[INPUT ROWS]
-------------------------

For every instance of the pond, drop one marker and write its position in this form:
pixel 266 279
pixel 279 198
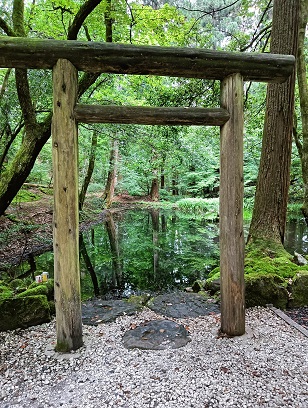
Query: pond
pixel 153 250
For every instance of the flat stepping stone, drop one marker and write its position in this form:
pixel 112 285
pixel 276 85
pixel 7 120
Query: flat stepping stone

-------------------------

[EXERCISE AIM]
Reproduce everything in the listing from the line containing "For every instance of the flat" down to the listing's last line, both included, with no changes.

[OUTPUT]
For every instance of the flat stepping stone, drop one marker and write its position in this form:
pixel 112 285
pixel 276 85
pixel 7 120
Query: flat stepping stone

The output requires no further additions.